What to work on:
Below are some entries; reproduce them exactly and leave every picture out.

BEGIN

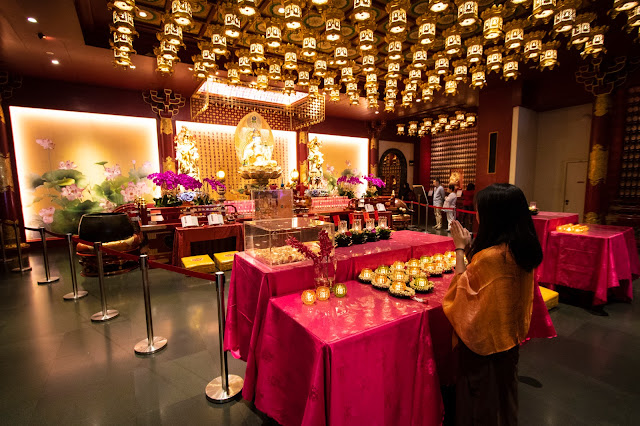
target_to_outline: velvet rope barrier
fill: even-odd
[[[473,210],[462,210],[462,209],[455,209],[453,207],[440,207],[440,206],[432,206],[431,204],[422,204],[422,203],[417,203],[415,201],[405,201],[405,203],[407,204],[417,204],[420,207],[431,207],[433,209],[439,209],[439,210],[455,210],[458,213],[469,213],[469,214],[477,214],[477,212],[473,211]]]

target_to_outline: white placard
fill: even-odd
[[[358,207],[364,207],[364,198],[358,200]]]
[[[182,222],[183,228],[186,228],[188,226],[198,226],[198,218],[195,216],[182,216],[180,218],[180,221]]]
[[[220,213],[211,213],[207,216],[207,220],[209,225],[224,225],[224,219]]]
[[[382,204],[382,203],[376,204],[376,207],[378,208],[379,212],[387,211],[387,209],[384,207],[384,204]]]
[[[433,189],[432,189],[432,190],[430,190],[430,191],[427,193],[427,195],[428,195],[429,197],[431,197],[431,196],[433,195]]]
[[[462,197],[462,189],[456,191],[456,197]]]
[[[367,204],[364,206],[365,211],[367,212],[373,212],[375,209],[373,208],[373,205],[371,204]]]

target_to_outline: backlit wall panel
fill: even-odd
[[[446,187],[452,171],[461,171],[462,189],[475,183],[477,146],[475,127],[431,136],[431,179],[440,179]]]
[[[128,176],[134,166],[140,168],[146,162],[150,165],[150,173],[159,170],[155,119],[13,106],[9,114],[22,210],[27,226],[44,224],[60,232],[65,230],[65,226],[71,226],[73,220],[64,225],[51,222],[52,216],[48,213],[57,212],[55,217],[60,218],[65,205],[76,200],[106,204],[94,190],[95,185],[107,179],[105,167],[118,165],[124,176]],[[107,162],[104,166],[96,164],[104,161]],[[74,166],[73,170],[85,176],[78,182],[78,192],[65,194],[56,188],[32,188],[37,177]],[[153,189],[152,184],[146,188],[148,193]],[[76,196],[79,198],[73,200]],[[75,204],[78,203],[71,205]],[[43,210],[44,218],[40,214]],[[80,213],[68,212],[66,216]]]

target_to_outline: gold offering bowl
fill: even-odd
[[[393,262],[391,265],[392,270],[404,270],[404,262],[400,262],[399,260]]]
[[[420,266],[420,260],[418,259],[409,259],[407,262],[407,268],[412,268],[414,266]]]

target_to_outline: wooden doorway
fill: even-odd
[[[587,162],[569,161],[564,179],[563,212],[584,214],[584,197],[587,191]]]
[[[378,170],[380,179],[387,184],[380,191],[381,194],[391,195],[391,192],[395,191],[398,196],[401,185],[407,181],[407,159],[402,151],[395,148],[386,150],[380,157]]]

END

Task solution:
target_to_outline: velvet rope barrier
fill: even-odd
[[[473,210],[462,210],[462,209],[455,209],[453,207],[440,207],[440,206],[432,206],[431,204],[422,204],[422,203],[417,203],[415,201],[405,201],[405,203],[407,204],[417,204],[420,207],[431,207],[433,209],[439,209],[439,210],[455,210],[458,213],[469,213],[469,214],[477,214],[477,212],[473,211]]]

target_to_outline: white placard
fill: even-odd
[[[358,207],[364,207],[364,198],[358,200]]]
[[[182,222],[183,228],[186,228],[188,226],[198,226],[198,218],[195,216],[182,216],[180,218],[180,221]]]
[[[220,213],[211,213],[207,216],[207,220],[209,225],[224,225],[224,219]]]
[[[382,204],[382,203],[376,204],[376,207],[378,208],[379,212],[387,211],[387,209],[384,207],[384,204]]]
[[[433,189],[432,189],[432,190],[430,190],[430,191],[427,193],[427,195],[428,195],[429,197],[431,197],[431,196],[433,195]]]
[[[462,197],[462,189],[456,191],[456,197]]]
[[[367,204],[364,206],[365,211],[367,212],[373,212],[375,209],[373,208],[373,205],[371,204]]]

target_to_outline: backlit wall panel
fill: even-odd
[[[446,187],[452,171],[461,171],[462,189],[475,183],[477,146],[475,127],[431,136],[431,179],[440,179]]]
[[[128,176],[134,166],[140,168],[146,162],[150,165],[150,173],[159,170],[155,119],[13,106],[9,114],[22,210],[27,226],[44,224],[60,232],[65,230],[65,226],[71,226],[73,220],[64,225],[51,222],[52,216],[48,213],[57,212],[55,217],[60,218],[65,205],[76,200],[106,204],[94,190],[95,185],[107,179],[105,167],[118,165],[124,176]],[[107,162],[104,166],[96,164],[104,161]],[[74,166],[73,170],[85,176],[78,182],[78,192],[65,194],[56,188],[32,188],[37,177]],[[153,189],[152,184],[146,188],[148,193]],[[76,196],[79,198],[73,200]],[[75,204],[78,203],[71,205]],[[43,210],[44,218],[40,214]],[[80,213],[68,212],[66,216]]]

target_to_outline: gold offering bowl
fill: even-odd
[[[393,262],[391,265],[392,270],[404,270],[404,262],[400,262],[399,260]]]
[[[420,266],[420,260],[418,259],[409,259],[407,262],[407,268],[412,268],[414,266]]]

target_to_outline: wooden doorway
fill: even-odd
[[[587,162],[569,161],[564,179],[563,212],[584,214],[584,197],[587,191]]]
[[[378,170],[380,179],[387,184],[380,191],[381,194],[391,195],[391,192],[395,191],[398,196],[401,185],[407,181],[407,159],[402,151],[395,148],[386,150],[380,157]]]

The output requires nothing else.